_WHAT TO DO_: Down to the last line, restate the listing below exactly.

_DATA UNDER STUDY_:

◆ ◆ ◆ ◆ ◆ ◆ ◆

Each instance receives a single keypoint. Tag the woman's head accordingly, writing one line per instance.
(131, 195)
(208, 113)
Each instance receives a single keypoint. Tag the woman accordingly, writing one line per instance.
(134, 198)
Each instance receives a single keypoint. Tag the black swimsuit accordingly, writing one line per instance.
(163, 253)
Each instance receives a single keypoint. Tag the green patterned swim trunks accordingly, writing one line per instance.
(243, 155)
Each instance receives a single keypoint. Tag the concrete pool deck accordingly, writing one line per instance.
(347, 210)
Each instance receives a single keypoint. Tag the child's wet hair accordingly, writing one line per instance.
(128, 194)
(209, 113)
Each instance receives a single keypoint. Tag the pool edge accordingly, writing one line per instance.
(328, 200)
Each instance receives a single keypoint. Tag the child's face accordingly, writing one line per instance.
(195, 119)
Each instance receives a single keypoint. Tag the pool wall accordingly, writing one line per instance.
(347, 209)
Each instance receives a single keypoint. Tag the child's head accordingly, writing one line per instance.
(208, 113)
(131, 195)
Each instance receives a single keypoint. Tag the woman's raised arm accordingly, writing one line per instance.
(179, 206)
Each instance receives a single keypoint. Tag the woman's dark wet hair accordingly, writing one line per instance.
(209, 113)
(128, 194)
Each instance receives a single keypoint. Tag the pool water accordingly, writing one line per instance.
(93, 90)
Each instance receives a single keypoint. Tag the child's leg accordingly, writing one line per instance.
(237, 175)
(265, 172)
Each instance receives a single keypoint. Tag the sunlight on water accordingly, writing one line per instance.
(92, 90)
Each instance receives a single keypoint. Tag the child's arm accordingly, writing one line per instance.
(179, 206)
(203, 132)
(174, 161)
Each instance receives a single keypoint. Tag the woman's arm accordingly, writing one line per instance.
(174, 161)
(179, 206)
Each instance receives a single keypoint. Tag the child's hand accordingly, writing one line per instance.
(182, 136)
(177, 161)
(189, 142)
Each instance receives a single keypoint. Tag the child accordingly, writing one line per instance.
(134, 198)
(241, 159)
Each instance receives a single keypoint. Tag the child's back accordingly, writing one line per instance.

◆ ◆ ◆ ◆ ◆ ◆ ◆

_RESPONSE TO THIS EXERCISE_:
Each instance receives a single keypoint. Tag the woman's head accordingly, writing one line per instance.
(131, 195)
(208, 113)
Each instance receives a single keypoint. Tag the woman accordingly, writing one line per instance.
(134, 198)
Each instance receives a single keypoint. Tag the black swimsuit accordingly, writing one line per instance.
(163, 253)
Each instance receives a single keypoint. Tag the green patterned swim trunks accordingly, writing one line per instance.
(243, 155)
Each instance receives a single keypoint. Tag the concrete pool deck accordingly, writing one line per instance.
(347, 210)
Each instance receives a single keypoint. Tag the child's wet hair accordingly, writing one line per instance.
(128, 194)
(209, 113)
Each instance receives a single keypoint. Tag the pool edge accordingly, writing one line per instance.
(328, 200)
Each instance receives a single keypoint. Tag the child's face accordingly, writing one line per instance.
(195, 119)
Each instance receives a single keypoint. Tag the pool wall accordingly, writing one line per instance.
(347, 209)
Each instance receives a single keypoint. Tag the child's head accordingly, writing one line per instance.
(208, 113)
(131, 195)
Each instance receives a single keypoint. Tag the woman's raised arm accordingly, writing one line per instance.
(179, 206)
Each instance receives a single keypoint. Tag the woman's dark wet hair accordingly, writing one line per instance.
(209, 113)
(128, 194)
Each instance receives a single keypoint. Tag the pool water accordingly, writing one line per instance.
(93, 90)
Each instance receives a single keypoint. Tag the child's leg accordingly, writing one line per instance.
(237, 175)
(265, 172)
Each instance receives a single keypoint. Tag the sunlight on water accordingly, writing one line per instance.
(92, 90)
Each instance receives a single keypoint. Tag the child's arm accordingly, writing one line per instance.
(179, 206)
(203, 132)
(174, 161)
Each instance receives a single keypoint. Tag the woman's arm accordingly, writing one line per instance.
(174, 161)
(179, 206)
Each instance receives a single keypoint. Tag the child's hand accordingly, writing one line per instance.
(182, 136)
(177, 161)
(189, 142)
Each instance receives a single keypoint. Tag the child accordingly, writing one line per instance.
(134, 198)
(241, 159)
Each instance receives a single keypoint. Tag the child's back accordingly, writing one line per instance.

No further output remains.